TO DO
From the rows below, keep only the lines that contain the string "crochet", matching its case exactly, and copy each of those lines in full.

Part of a data file
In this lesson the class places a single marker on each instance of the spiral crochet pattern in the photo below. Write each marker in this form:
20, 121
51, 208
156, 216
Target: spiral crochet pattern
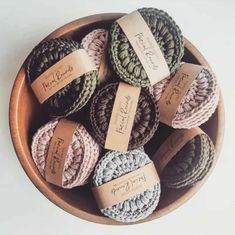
190, 164
81, 158
94, 44
166, 33
115, 164
73, 96
145, 122
198, 104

SOLVED EXERCISE
In this lesson the class places a single marker on each instance of the spiral crochet pattern in the photo below. Write each marker in this form:
Target: spiral crochet pattern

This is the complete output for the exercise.